#### Short problem
Render each of the entries below as a JSON list of strings, with one string for every line and blank lines omitted.
**** Exercise inputs
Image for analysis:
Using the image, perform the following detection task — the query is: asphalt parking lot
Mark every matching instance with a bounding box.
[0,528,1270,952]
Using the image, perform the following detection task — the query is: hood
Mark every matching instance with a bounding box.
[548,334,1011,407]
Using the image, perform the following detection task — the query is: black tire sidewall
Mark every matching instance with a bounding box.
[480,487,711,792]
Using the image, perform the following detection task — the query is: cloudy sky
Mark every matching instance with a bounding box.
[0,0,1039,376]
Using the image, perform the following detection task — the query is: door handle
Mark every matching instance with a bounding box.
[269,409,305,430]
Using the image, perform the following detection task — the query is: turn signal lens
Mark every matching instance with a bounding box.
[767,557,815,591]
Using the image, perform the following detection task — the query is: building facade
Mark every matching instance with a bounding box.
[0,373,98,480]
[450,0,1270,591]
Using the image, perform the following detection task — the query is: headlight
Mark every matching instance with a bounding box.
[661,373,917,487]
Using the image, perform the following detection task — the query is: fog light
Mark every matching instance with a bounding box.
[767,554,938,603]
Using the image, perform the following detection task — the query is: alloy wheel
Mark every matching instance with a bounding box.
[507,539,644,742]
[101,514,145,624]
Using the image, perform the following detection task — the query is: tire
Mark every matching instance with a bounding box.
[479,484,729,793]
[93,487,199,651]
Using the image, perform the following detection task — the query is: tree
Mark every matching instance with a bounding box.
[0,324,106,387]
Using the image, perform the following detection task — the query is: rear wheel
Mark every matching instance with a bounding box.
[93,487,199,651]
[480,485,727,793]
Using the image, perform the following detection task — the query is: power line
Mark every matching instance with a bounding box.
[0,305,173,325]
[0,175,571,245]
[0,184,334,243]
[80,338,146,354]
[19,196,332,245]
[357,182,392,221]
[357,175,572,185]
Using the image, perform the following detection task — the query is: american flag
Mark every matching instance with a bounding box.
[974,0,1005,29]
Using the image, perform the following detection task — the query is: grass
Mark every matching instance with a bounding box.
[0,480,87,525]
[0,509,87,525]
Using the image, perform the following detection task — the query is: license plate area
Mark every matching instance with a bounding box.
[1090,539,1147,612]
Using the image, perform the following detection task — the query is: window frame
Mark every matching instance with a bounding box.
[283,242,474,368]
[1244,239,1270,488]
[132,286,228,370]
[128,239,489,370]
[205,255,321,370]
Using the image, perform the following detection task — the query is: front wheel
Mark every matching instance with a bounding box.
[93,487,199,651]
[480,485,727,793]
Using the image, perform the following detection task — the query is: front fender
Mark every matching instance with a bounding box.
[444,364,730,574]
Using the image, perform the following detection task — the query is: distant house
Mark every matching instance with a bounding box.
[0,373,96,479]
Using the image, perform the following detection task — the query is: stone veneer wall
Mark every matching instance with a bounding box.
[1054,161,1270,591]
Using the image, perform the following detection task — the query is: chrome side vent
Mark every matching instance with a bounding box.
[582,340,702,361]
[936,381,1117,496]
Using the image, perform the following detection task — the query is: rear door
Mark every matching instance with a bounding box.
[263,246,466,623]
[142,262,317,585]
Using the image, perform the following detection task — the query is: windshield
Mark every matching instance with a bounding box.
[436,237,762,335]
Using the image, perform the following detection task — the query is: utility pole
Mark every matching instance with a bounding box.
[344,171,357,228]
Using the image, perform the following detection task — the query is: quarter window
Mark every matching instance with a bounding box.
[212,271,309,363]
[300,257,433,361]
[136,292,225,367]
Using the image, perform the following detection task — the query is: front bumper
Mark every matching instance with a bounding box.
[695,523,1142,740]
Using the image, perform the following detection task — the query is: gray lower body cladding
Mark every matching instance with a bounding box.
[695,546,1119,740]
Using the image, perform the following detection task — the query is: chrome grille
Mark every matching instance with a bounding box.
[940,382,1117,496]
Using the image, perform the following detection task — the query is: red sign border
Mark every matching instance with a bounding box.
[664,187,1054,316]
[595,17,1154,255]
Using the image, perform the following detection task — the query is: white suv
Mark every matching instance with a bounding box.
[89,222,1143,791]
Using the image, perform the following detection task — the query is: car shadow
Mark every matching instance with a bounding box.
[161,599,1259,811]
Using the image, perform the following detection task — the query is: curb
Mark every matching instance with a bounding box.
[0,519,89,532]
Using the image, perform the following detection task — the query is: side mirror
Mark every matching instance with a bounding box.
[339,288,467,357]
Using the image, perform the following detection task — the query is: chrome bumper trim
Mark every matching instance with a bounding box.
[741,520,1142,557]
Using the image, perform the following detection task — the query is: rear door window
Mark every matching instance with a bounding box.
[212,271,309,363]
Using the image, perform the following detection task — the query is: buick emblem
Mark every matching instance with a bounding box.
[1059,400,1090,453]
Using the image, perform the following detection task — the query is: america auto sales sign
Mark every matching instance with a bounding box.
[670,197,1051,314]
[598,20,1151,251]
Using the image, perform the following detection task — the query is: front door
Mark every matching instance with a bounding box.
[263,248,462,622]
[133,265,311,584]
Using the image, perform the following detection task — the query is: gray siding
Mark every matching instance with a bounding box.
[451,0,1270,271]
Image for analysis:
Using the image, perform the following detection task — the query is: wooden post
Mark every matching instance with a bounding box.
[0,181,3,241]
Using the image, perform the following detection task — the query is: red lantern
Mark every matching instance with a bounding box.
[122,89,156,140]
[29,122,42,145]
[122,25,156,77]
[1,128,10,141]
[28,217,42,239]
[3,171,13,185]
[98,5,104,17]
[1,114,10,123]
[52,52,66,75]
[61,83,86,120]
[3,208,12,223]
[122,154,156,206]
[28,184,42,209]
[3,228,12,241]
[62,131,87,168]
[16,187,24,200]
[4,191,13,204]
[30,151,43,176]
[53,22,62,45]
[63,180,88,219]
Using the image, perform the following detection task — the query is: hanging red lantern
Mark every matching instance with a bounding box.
********
#### Problem solution
[
  "Image for analysis:",
  "Using the image, perform the following detection task — the query is: asphalt parking lot",
  "Mark every matching instance with a bounding box.",
  "[0,528,1270,952]",
  "Using the image, perform the following detection task — the query is: hood",
  "Mark every matching instance with a bounding box.",
  "[548,334,1011,407]",
  "Using the image, perform the following detection task — the query is: black tire sidewall",
  "Mark every matching instance with a bounding box.",
  "[480,487,711,792]",
  "Using the image, perform the following detection task — the query is: cloudy sky",
  "Mark every matching instance with a bounding box.",
  "[0,0,1039,376]",
  "Using the image, perform the following detection task — the query is: door handle",
  "Mark every matching instance with a bounding box.",
  "[269,409,305,430]",
  "Using the image, perform the following detection task — the query is: turn signal lens",
  "Mark every matching instance with a bounding box.",
  "[767,557,815,591]",
  "Using the image, perform the following detection task — the query is: building facade",
  "Mark every matching instance with a bounding box.",
  "[0,373,98,480]",
  "[450,0,1270,591]",
  "Using the image, perform the following detection task — the query is: headlight",
  "Mark every matching instance with a bounding box.",
  "[661,373,917,487]",
  "Using the image, perform the following detection task — the query is: fog light",
  "Mark every matching instance with a bounding box.",
  "[767,554,938,603]",
  "Using the image, perform the following detection task — the query is: alloy wheel",
  "Mark every matching instance with a bounding box.",
  "[507,539,644,742]",
  "[101,514,145,624]",
  "Using the image, perform the following detection task — the query is: tire",
  "Mark every matching instance with a bounding box.",
  "[479,484,729,793]",
  "[93,487,199,651]",
  "Using the image, perform the following detection task — the query is: tree",
  "Mark every matching instance with a bounding box.",
  "[0,324,106,387]",
  "Using the image, perform the following detection task — the query is: rear wheel",
  "Mark every matching instance with a bounding box.",
  "[93,487,199,651]",
  "[480,485,727,793]",
  "Using the image, perform the following detection task — the query is: power line",
  "Mark every matching instance with a bounding box.",
  "[0,305,173,325]",
  "[0,175,571,245]",
  "[0,184,334,243]",
  "[80,338,146,354]",
  "[19,196,332,245]",
  "[357,182,392,221]",
  "[357,175,572,185]",
  "Using the image, perform the following detection task — the query is: american flag",
  "Mark every matching instance with a bounding box.",
  "[974,0,1005,29]",
  "Using the image, perform the following detection task — the query is: grass",
  "Mark every matching instance with a bounding box.",
  "[0,480,87,525]",
  "[0,509,87,525]",
  "Using the image, perform the following detection task — the query is: license plate area",
  "Mark every matching instance with a bounding box.",
  "[1090,539,1147,612]",
  "Using the image, perform the following detection task — the query is: window frame",
  "Mark every matching instance with a bounding box.",
  "[283,242,474,368]",
  "[1244,239,1270,488]",
  "[132,286,228,370]",
  "[128,239,489,370]",
  "[205,255,321,370]",
  "Using the image, perform the following detection task — the query is: front wheel",
  "Mark every matching instance with a bounding box.",
  "[93,487,199,651]",
  "[480,485,727,793]",
  "Using the image, perform the following detection task — the query is: front fender",
  "Mark every matching instance with a bounding box.",
  "[444,364,730,574]",
  "Using the image, perform the following detection task — the query is: distant house",
  "Mark every matching instance with a bounding box.",
  "[0,373,96,479]",
  "Using the image, perform the following detection task — the query is: stone veneer wall",
  "Mark every matching instance with a bounding box.",
  "[1054,161,1270,591]",
  "Using the image, perform the following detection task — the query is: chrome side vent",
  "Mark every matching instance with a bounding box.",
  "[582,340,702,361]",
  "[936,381,1117,496]",
  "Using the image, perform the following detection task — the query is: rear door",
  "Mark every matching instance with a bounding box.",
  "[263,246,466,623]",
  "[142,262,317,585]",
  "Using the image, perform the following detection task — the query is: windshield",
  "Mark every matching instance with a bounding box.",
  "[436,237,762,335]",
  "Using the image, perform the following detection task — the query is: utility pole",
  "Mark every matching instance with a bounding box.",
  "[344,171,357,228]",
  "Using the image, perform the following detection task — the query is: quarter window",
  "Mark every matching instance with a bounding box.",
  "[212,271,309,363]",
  "[300,257,433,361]",
  "[136,292,225,367]",
  "Using the image, perform the following detection task — the query is: front bumper",
  "Mark every matching instance with a bounding box.",
  "[695,523,1142,740]",
  "Using the image, perform the following detection task — the query is: gray lower body cladding",
  "Mark every matching instance with a bounding box.",
  "[695,546,1119,740]",
  "Using the image, perform the following detection task — the query is: chrome grille",
  "Mark every matching instance with a bounding box.",
  "[940,382,1117,496]",
  "Using the image, perform the following detection task — the query is: red sign border",
  "Mark every matching instance with a bounding box.",
  "[664,187,1054,316]",
  "[595,17,1154,255]",
  "Using the image, perform the following detection task — the query is: white suv",
  "Mark every matching instance with a bounding box.",
  "[89,222,1143,791]",
  "Using the image, perform the following detection task — the query is: car shadow",
  "Mark every matching instance with a bounding box.",
  "[161,599,1259,811]",
  "Using the image, perform the following detection task — the query is: curb",
  "Mark every matching instance with a bounding box.",
  "[0,519,89,532]",
  "Using the image, perform the following detection task — the query is: side mirror",
  "Mark every matching instance with a bounding box.",
  "[339,288,467,357]",
  "Using the image, perform the following detection task — the query is: chrome bumper trim",
  "Mark every matching instance with a bounding box.",
  "[741,520,1142,557]",
  "Using the image, perform the following detection task — the query is: rear door window",
  "Mark every matching instance with a bounding box.",
  "[212,271,309,363]",
  "Using the image, perform the following detection task — the query is: buick emblem",
  "Mark every matching instance with a bounding box.",
  "[1059,400,1090,453]",
  "Using the image, perform the following detection task — the query is: america auto sales sign",
  "Mark every matching instance with a bounding box.",
  "[670,197,1051,314]",
  "[598,20,1151,251]",
  "Using the image, perform the following detection task — the query is: front door",
  "Mark every matching instance with a bounding box.",
  "[263,248,462,622]",
  "[133,265,311,584]",
  "Using the image, perform the following detection task — the query is: gray siding",
  "Mark every matching instance with a bounding box.",
  "[451,0,1270,271]",
  "Image for analysis:",
  "Using the image, perform the following detection task — the query is: wooden post",
  "Mark every matching instance with a bounding box.",
  "[0,181,3,241]",
  "Using the image, perform the following detection task — the query is: red lantern",
  "Mark every matching instance with a bounding box.",
  "[122,89,156,140]",
  "[29,122,42,145]",
  "[122,25,156,77]",
  "[1,128,10,141]",
  "[28,217,42,239]",
  "[3,171,13,185]",
  "[98,5,104,17]",
  "[1,114,10,123]",
  "[52,52,66,75]",
  "[61,83,86,120]",
  "[3,208,12,223]",
  "[122,154,156,206]",
  "[28,184,42,209]",
  "[3,228,12,241]",
  "[62,131,87,168]",
  "[16,187,24,200]",
  "[4,191,13,204]",
  "[30,151,43,176]",
  "[53,22,62,45]",
  "[63,180,88,219]",
  "Using the image, perform the following detection task — the query is: hanging red lantern",
  "Mark every matching instance with a bounding box."
]